How Kathy Griffin may have saved us from ourselves

Though it likely wasn’t her intention, Kathy Griffin may have done us a solid.

Let’s hope her apology, as well as CNN’s dismissal of her, were both acts of genuine, scene-altering conscience — not simply craven attempts to move on as quickly as possible to the next form of cultural subterfuge.

And if that’s truly the case, let their acts of conscience be ours as well.

For when the belief exists that there was a sincere audience for presidential beheading humor, and you orchestrated a photoshoot (complete with effects) to pull it off, you cannot feign reactionary faux pas in the ready-fire-aim era of social media.

This was a calculated, intentional, attempt to tap into some sinister zeitgeist no free people should tolerate. In other words, Griffin and her collaborators clearly had (good?) reason to believe there was a market for this.

Misguided attempts at humor that draw a wince instead of a laugh are one thing — and ultimately not particularly dangerous on any level, regardless of how offensive they may be. Tasteless, sure, but not dangerous.

Yet that’s not what this was.

This was a woman, given a national platform by a major name in news, who somehow believed parroting ISIS-level acts of villainy was appropriate. It is doubtful she did this on a lark, or simply took a joyride into the forbidden zone by failing to step away from the keyboard before hitting “send.” In this day and age, that can happen to the best of us, and has happened to me.

More likely, Kathy Griffin simply took a look across the horizon of how we are debasing ourselves over politics, and simply scripted out what might be the next step.

She thought wrong, and now her career may be in jeopardy.

But before we congratulate ourselves on being morally superior to such dreck … not so fast. While Griffin crossed the line, the current political environment has created too many on both sides who have flirted with doing the same in their own way.

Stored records
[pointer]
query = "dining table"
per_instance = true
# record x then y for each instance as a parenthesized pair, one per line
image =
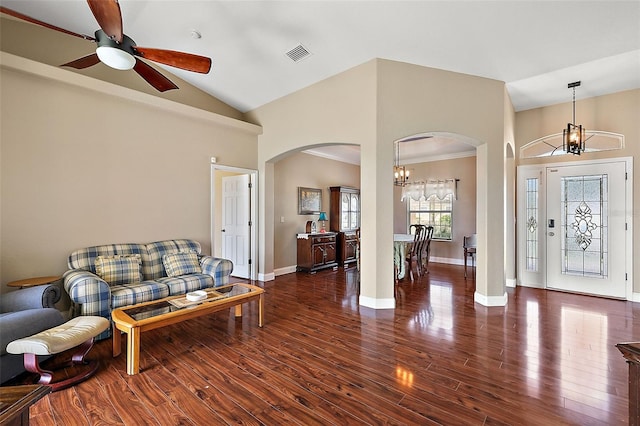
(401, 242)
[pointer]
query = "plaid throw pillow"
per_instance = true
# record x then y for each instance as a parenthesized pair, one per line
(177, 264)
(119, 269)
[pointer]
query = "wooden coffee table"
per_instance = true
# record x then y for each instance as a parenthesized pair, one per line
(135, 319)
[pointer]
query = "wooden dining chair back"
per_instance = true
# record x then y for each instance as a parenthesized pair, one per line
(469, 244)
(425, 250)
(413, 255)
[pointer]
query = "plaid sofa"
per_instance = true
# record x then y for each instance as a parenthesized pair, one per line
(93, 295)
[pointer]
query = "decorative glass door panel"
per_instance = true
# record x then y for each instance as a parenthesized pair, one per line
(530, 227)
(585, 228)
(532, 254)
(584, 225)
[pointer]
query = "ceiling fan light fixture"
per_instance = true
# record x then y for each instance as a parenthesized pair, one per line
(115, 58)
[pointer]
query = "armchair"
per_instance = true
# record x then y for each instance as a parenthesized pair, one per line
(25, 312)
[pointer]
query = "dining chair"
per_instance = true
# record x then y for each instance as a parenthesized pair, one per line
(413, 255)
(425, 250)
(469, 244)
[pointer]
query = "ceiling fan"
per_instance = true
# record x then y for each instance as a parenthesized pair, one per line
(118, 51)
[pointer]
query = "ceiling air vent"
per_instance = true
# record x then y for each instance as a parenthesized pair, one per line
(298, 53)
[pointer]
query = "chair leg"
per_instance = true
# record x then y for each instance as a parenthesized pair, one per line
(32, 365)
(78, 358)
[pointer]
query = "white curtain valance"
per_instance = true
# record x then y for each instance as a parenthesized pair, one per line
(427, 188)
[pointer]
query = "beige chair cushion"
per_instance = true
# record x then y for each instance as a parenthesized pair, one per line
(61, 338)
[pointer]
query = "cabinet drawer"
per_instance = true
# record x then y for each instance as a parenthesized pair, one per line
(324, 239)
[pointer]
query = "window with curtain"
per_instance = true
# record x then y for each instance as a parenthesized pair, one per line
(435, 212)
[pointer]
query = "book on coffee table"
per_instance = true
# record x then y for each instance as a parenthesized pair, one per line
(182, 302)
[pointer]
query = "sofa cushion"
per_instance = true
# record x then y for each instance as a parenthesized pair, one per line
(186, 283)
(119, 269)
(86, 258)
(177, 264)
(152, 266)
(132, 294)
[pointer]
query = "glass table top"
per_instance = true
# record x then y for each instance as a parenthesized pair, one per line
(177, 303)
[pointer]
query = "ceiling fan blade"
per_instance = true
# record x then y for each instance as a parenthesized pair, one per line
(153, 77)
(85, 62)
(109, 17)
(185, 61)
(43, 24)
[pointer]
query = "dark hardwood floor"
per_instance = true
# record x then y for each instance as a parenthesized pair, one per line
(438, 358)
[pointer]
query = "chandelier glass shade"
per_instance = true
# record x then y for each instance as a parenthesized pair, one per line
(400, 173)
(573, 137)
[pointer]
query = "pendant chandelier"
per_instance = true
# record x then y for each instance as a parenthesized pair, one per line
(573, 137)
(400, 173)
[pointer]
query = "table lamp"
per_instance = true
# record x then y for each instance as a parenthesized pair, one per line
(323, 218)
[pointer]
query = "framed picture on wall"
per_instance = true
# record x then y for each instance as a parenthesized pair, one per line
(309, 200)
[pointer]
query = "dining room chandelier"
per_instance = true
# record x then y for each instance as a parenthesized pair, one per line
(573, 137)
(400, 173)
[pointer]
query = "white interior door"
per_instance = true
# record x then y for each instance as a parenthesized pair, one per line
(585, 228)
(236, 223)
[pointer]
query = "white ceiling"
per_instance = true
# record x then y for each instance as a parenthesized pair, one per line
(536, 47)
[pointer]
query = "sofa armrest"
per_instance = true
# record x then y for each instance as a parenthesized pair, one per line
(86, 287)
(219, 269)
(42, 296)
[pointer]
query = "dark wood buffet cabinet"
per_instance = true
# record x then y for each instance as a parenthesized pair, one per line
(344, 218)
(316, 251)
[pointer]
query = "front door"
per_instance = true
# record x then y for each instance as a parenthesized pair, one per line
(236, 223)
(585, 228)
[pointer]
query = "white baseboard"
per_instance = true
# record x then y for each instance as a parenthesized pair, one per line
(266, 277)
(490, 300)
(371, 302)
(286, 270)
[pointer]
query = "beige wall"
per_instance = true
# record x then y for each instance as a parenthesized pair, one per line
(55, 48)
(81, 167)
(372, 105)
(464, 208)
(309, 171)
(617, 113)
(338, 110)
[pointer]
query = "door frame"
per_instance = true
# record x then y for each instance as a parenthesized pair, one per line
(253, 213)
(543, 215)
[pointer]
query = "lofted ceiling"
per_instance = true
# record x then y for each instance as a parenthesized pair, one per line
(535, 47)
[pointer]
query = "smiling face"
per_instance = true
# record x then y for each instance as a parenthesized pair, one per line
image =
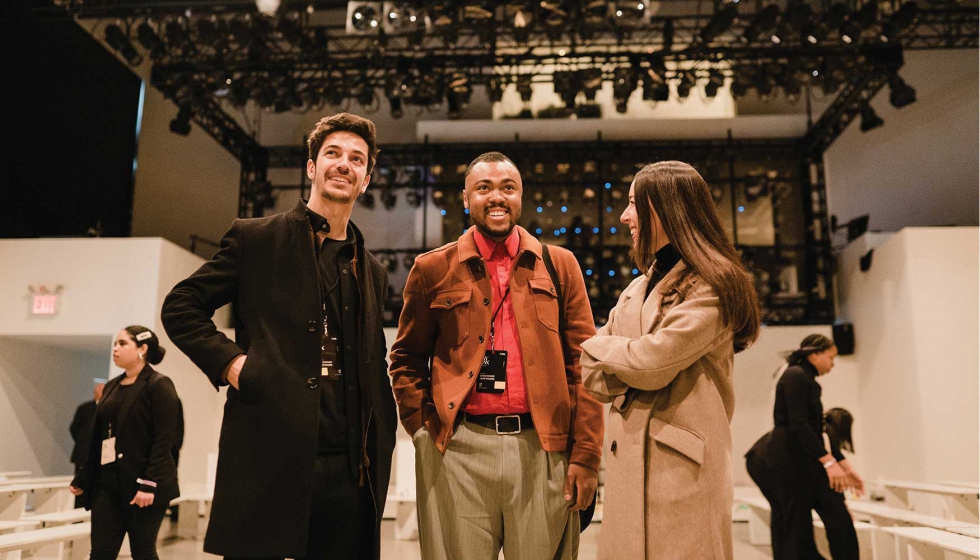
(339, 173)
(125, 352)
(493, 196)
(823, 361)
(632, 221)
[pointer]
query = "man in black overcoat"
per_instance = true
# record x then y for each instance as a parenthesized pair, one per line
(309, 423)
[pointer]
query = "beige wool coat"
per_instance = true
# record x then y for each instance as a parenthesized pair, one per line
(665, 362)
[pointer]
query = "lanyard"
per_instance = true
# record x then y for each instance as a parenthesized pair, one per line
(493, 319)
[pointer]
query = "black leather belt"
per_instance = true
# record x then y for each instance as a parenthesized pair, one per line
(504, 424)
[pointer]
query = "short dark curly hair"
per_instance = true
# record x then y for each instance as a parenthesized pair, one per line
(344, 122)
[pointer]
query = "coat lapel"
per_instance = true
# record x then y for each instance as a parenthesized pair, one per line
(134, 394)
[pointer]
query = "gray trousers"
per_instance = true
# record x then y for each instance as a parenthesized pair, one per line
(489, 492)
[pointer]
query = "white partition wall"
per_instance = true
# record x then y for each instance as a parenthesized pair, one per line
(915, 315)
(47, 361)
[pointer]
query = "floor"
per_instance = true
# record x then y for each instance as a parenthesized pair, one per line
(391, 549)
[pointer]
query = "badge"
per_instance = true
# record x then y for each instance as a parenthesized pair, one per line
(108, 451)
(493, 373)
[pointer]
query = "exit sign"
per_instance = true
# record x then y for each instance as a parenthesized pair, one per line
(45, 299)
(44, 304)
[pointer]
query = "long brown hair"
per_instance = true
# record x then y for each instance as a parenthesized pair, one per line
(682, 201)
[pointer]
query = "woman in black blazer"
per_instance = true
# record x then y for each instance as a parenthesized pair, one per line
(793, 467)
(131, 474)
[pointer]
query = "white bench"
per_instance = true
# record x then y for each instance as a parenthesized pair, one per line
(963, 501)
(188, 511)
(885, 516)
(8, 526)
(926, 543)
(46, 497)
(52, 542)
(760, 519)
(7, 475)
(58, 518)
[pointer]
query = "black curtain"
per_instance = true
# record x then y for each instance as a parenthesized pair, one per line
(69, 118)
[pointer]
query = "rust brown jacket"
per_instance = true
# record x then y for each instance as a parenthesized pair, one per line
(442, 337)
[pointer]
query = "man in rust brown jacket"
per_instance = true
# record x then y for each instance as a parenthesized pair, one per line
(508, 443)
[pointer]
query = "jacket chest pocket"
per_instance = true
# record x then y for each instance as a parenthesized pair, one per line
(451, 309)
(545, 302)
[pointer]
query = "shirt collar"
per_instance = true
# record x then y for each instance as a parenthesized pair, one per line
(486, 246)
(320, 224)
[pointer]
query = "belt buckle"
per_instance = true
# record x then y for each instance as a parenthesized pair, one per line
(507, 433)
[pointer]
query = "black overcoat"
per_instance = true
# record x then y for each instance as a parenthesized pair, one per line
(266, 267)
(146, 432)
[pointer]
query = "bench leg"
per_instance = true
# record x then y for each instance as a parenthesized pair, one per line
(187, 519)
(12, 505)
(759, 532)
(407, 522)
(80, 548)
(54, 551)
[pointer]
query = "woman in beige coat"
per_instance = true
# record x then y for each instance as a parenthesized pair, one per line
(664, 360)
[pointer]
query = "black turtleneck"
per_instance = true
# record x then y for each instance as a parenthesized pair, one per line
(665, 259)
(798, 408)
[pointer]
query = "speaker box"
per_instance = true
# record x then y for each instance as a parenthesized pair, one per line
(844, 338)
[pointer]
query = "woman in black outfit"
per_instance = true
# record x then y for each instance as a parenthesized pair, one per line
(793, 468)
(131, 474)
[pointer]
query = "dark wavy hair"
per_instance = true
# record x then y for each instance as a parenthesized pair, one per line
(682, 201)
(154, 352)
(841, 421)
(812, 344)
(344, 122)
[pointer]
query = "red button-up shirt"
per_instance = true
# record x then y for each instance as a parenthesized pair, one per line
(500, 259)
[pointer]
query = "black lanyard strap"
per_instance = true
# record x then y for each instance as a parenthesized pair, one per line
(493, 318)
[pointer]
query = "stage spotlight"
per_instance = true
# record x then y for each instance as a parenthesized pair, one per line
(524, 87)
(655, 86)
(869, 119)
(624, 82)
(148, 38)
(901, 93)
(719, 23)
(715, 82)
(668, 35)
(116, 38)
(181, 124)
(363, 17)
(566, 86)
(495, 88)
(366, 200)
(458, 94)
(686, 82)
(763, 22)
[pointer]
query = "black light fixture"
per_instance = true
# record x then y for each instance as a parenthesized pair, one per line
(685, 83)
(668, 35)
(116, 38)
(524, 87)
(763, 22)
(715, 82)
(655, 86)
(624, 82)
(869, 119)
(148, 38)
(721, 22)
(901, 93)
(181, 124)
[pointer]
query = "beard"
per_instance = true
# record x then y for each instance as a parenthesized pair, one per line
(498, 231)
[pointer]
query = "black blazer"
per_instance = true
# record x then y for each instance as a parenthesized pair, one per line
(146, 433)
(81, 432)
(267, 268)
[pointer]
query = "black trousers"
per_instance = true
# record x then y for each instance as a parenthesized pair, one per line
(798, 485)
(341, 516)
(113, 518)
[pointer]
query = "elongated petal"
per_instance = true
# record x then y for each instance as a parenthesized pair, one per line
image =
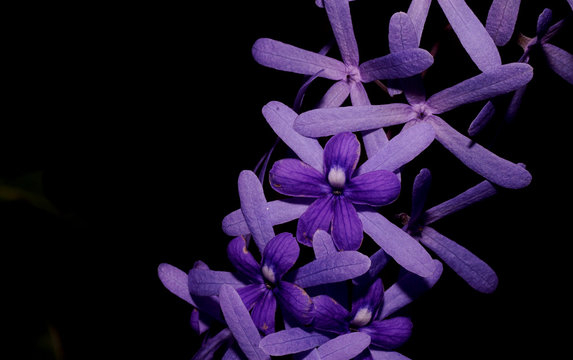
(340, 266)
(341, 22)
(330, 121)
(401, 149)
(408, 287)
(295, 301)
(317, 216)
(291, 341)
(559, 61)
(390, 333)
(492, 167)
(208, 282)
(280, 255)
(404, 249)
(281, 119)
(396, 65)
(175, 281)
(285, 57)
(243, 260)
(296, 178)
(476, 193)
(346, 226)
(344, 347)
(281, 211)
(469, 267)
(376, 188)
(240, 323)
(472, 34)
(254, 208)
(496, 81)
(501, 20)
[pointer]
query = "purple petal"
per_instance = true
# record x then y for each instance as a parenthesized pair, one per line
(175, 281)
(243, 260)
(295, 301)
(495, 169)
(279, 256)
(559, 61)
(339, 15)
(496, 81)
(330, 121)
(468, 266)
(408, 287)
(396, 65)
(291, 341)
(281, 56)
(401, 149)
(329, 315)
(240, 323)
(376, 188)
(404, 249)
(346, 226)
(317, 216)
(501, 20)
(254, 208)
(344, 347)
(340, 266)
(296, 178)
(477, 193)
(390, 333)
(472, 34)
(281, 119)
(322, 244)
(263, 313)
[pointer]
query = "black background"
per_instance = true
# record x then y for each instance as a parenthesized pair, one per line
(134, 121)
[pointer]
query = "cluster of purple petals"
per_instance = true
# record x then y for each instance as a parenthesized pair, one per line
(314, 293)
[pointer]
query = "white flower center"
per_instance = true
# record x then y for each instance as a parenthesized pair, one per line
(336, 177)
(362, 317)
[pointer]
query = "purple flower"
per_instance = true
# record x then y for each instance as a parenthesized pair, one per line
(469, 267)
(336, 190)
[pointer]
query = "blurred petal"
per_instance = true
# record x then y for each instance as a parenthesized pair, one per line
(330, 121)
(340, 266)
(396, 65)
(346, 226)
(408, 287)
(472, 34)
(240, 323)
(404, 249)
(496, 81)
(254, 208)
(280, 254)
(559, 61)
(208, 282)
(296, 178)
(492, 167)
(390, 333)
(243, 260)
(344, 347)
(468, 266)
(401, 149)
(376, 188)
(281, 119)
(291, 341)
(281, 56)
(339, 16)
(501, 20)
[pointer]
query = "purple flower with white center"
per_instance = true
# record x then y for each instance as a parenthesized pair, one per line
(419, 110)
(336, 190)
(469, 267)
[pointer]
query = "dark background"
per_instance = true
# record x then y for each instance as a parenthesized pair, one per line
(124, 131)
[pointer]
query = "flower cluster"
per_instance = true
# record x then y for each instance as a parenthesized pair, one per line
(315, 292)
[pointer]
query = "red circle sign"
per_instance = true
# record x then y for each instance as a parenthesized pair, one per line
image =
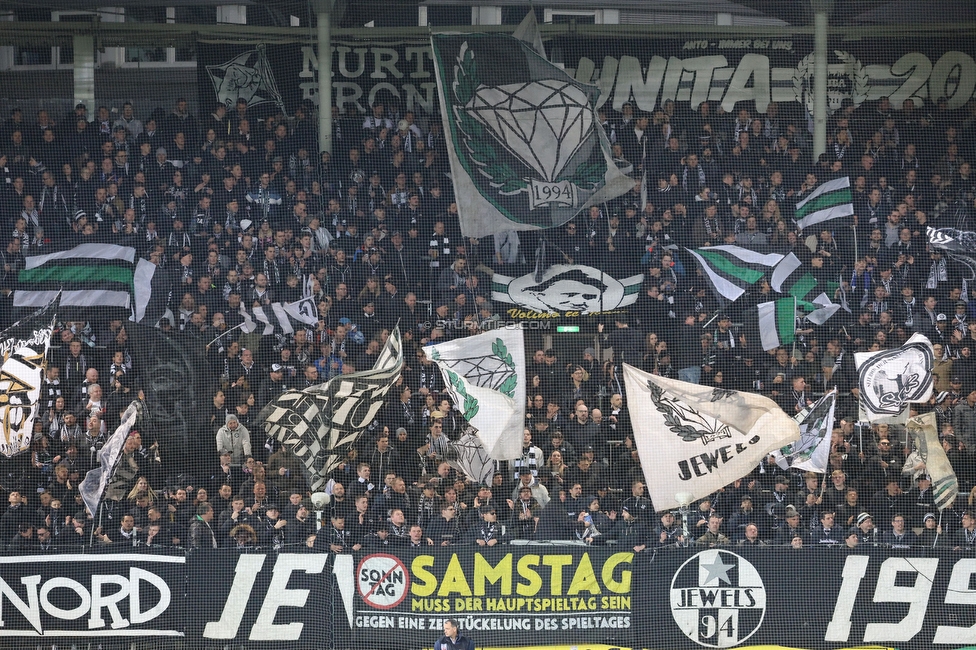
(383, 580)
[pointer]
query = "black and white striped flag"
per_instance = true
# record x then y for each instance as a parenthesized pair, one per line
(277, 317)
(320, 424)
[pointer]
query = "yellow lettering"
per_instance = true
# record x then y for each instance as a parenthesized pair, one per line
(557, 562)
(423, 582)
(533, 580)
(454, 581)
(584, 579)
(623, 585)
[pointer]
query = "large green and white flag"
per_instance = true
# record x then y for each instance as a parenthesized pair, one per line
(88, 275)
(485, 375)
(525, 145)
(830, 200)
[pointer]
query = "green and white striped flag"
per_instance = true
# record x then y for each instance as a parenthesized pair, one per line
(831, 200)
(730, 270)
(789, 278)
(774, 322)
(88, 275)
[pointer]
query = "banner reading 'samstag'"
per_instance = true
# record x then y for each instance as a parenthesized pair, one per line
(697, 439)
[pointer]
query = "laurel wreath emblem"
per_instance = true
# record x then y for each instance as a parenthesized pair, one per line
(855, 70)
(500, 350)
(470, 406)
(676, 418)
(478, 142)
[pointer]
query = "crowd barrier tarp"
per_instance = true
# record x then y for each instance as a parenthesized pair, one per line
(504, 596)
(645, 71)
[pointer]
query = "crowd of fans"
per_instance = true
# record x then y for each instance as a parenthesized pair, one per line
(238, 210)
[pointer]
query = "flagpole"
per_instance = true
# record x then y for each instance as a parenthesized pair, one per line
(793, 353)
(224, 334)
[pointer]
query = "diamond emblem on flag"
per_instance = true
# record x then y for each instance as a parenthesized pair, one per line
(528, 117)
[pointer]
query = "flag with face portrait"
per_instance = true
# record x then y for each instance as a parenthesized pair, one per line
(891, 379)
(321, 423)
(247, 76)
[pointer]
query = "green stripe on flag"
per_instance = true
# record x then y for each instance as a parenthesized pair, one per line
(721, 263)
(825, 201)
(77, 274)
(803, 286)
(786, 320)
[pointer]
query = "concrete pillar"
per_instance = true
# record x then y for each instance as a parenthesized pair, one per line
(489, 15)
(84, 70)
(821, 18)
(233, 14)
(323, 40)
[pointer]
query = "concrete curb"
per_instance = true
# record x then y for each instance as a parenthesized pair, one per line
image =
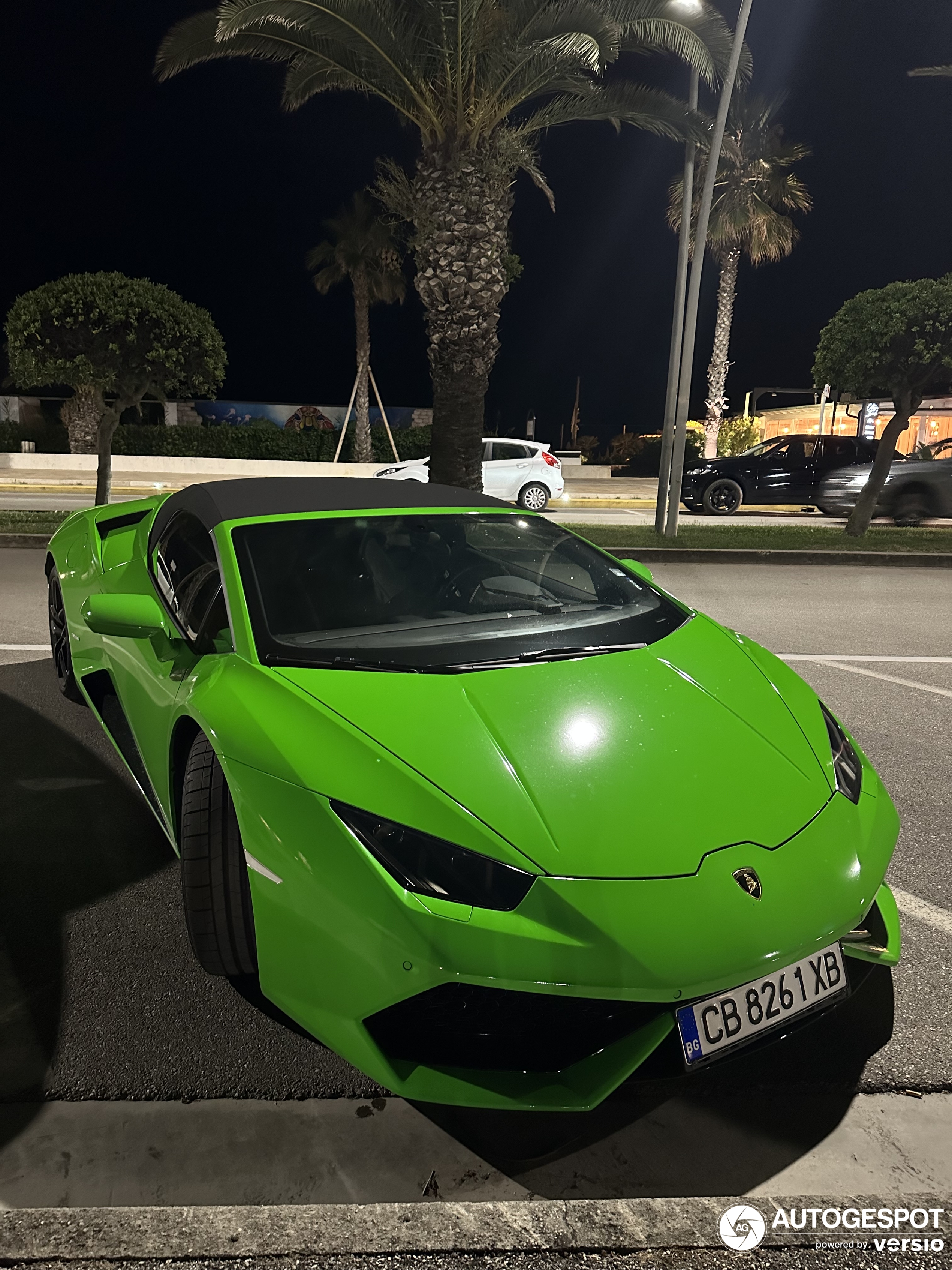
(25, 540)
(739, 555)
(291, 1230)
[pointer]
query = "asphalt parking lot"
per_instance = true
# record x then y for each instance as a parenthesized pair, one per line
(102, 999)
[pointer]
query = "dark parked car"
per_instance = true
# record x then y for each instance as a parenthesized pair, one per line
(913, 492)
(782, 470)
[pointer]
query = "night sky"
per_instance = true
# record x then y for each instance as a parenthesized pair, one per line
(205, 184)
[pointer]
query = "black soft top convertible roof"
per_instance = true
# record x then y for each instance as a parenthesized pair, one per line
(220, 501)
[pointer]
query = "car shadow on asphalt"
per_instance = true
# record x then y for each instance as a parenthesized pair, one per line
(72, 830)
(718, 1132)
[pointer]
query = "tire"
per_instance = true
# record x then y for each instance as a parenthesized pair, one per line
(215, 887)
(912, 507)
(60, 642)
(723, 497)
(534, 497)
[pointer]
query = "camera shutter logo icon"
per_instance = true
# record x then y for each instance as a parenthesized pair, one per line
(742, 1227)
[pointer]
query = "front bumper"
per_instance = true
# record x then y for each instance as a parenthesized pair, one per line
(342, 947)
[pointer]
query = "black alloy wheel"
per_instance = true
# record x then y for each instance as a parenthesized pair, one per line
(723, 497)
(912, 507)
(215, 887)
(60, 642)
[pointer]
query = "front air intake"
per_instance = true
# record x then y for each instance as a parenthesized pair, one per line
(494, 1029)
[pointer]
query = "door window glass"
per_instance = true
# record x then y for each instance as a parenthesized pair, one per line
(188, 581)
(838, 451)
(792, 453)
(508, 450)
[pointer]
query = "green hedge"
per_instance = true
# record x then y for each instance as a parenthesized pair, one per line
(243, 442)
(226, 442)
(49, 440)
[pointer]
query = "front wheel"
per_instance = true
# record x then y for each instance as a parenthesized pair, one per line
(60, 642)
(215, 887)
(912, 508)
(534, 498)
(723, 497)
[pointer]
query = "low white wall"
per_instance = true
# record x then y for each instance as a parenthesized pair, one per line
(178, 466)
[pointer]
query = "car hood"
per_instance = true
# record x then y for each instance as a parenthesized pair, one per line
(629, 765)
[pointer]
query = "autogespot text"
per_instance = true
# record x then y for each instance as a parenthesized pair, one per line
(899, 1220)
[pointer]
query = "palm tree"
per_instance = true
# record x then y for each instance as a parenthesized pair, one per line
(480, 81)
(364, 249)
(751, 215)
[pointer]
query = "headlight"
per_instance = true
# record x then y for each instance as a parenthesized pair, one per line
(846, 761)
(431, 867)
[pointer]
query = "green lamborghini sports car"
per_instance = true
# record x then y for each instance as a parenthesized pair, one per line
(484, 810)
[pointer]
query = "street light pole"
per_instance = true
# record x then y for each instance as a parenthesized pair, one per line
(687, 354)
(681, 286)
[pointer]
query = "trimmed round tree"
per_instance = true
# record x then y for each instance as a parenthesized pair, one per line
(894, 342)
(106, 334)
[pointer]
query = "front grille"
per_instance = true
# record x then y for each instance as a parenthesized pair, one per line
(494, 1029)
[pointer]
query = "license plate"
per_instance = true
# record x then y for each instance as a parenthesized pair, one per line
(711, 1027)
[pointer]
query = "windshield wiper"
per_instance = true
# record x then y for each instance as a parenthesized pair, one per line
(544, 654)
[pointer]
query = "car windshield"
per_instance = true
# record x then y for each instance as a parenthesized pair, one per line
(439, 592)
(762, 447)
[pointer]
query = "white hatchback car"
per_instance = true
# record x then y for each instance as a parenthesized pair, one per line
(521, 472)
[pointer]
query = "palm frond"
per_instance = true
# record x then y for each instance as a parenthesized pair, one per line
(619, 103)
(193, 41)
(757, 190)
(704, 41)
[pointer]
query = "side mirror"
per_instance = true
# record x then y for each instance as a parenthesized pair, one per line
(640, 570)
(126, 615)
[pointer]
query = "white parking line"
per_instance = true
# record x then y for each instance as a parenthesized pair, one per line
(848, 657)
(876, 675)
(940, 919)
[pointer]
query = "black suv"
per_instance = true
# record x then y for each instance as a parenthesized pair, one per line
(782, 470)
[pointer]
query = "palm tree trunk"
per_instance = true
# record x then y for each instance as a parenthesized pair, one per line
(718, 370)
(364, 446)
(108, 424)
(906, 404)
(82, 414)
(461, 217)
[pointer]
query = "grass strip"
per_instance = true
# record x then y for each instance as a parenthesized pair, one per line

▶ _THE TASKS_
1. In the commentary on Kathy Griffin, what step does CNN take in response to her?
2. Extend the commentary on Kathy Griffin, continuing after its last sentence.
The records are separate material and form no part of the commentary.

▶ _ANSWER SET_
1. CNN dismisses her.

2.
We have made stars out of discredited conspiracy theorists, who admit in sworn court documents they’re click-bait peddling frauds for the masses. We are legitimizing an anti-American anarchist who helped get our soldiers killed. We made a racist, anti-Semitic frog an actual thing.

Of course, as bad as all of those examples are, none of them probably stoop to the heinous level Griffin lowered herself to. But they are on the same highway to hell.

This is why Christ commands us to first remove the beam in our own eye. For if too many of us had not rewarded those appealing to the worst aspects of political tribalism, it is unlikely Griffin would’ve ever attempted such a stunt for shock value and attention; she would’ve attempted something tamer, like hanging Trump in effigy. That, by the way, was already done earlier this year.

Typically this is a practice reserved for protesting tyrants and despots, not U.S. presidents who simply disagree with you about a handful of issues. The truth is if you’re taking Trump so seriously as to protest him like was Mussolini, that says more about you than it does Trump.

It says you take Trump more seriously than he takes himself. It says you probably need to walk away from social media and cable news for a while, and maybe try gardening and gaming before skipping right to the guerrilla warfare.

Especially since, as David Harsanyi aptly put it this week, there is no political tribe so loyal to you that it deserves you making a menace of yourself for it.

Quite the contrary — both parties and all of their various tribes are far more deserving of your scorn, mockery and satire. None of them are worth throwing your life and reputation away for, as Griffin has done. And when you consider what we permit people to get away with nowadays without kicking them to the curb, that’s saying something.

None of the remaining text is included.